[Opening DATA TO PROCESS section]

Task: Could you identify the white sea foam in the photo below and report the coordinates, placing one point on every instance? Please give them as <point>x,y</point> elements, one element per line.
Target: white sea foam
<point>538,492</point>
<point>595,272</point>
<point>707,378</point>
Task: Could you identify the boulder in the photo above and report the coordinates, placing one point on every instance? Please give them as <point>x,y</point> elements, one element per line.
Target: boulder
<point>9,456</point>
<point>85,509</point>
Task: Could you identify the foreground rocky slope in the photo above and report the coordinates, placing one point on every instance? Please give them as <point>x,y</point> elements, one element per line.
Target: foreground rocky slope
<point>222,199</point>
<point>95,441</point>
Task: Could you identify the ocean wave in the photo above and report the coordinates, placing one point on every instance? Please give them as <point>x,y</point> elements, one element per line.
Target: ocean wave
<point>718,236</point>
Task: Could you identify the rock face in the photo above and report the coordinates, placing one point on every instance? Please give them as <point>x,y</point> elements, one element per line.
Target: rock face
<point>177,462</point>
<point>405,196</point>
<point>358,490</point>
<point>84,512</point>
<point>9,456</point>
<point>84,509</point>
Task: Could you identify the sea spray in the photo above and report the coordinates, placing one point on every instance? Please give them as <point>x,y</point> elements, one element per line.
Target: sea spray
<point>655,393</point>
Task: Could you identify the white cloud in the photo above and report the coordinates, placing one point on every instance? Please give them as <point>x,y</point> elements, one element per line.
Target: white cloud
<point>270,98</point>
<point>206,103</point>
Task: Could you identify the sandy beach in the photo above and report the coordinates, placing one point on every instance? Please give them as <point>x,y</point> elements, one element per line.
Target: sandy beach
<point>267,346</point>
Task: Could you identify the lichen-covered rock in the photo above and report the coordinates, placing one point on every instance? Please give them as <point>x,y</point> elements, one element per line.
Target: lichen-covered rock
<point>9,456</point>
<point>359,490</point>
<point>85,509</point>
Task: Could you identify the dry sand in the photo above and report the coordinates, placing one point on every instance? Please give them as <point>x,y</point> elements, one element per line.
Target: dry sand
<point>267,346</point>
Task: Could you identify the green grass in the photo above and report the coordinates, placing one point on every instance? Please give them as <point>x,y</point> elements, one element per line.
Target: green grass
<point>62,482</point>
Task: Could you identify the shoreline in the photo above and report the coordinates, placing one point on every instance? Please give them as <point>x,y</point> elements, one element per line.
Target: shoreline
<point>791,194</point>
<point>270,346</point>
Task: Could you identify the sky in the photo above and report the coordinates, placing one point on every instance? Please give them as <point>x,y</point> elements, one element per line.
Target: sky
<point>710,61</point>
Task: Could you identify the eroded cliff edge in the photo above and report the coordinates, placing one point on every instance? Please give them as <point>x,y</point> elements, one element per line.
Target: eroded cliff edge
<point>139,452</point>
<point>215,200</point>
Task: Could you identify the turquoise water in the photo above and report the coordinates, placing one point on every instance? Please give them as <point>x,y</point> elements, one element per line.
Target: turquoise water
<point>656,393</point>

[Closing DATA TO PROCESS section]

__YOUR GOAL__
Nothing above should be left out; write out every record exactly.

__TASK OUTPUT__
Task: Could you identify the white sea foam in the photo below and report the coordinates, placing one point on every instance? Please give them as <point>x,y</point> elements, one element per line.
Target: white sea foam
<point>538,492</point>
<point>595,272</point>
<point>707,378</point>
Task: Could you identify the boulder in the photo above and report the coordinates, placing one point on every instance? Please give them as <point>x,y</point> elements, one element per line.
Target: boulder
<point>9,456</point>
<point>85,509</point>
Task: Could you identify the foreground rocky slope in the photo above and report the coordinates, placing one point on every instance? Please give them as <point>x,y</point> elements, one element per line.
Target: foreground rocky slope
<point>222,199</point>
<point>95,441</point>
Task: Could you identify the ocean wave in the photo above and report the coordinates, placing one point on every instance? Please give them as <point>x,y</point> elements, one element per line.
Target: ocean wave
<point>718,236</point>
Task: Could you identify the rock face in the photo above and report the coordinates, placing one point on every instance? Please give them as <point>x,y</point> elements, one element per line.
Target: rock face
<point>177,462</point>
<point>405,196</point>
<point>358,490</point>
<point>84,512</point>
<point>9,456</point>
<point>84,509</point>
Task: Could you identify the sea spray in the photo above and report the coordinates, placing one point on every instance? Please give them as <point>x,y</point> elements, one element per line.
Target: sea spray
<point>655,393</point>
Task: Could you identify the white cloud in the photo above and report the coordinates, placing one point on every instance? Please give them as <point>x,y</point> elements, one element per line.
Target: white cloud
<point>270,98</point>
<point>206,103</point>
Task: Could you identify the sandy beach in the photo above and report the coordinates, placing one point on every instance? Please give them as <point>x,y</point> elements, one element per line.
Target: sandy beach
<point>267,346</point>
Task: Could you identify the lichen-covered rock in the photo above and report the coordinates, placing one point on every instance? Please give them as <point>x,y</point> elements, one element per line.
Target: lichen-covered rock
<point>9,456</point>
<point>359,490</point>
<point>85,509</point>
Task: Could you identify the dry sand in the photo above and report the coordinates, placing one point on every instance? Please give them as <point>x,y</point> elements, one element per line.
Target: dry sand
<point>267,346</point>
Task: Could you identify the green grass in the photo above and report the coordinates, placing one point on every instance? Please give them as <point>x,y</point> elements, one element per line.
Target: green grass
<point>62,482</point>
Task: Could you identify the shoreline in the photo above and report the coordinates, placing one point on every instance? Please give them as <point>x,y</point> elements, one element per line.
Target: shoreline
<point>791,194</point>
<point>270,346</point>
Task: Could you identify the sky in the photo above and report the coordinates, placing one point on every instance? Please give them as <point>x,y</point> elements, one element per line.
Target: sky
<point>710,61</point>
Task: Could you identify the eroded cliff edge in the photo above and report the coordinates, placing one point on every instance? Please give them as <point>x,y</point> elements, one element per line.
Target: eroded cliff edge
<point>139,452</point>
<point>215,200</point>
Task: Could you identify the turquoise water in the photo above and report the coordinates, placing one point on every instance? Please give them as <point>x,y</point> elements, one element per line.
Target: turquoise water
<point>656,393</point>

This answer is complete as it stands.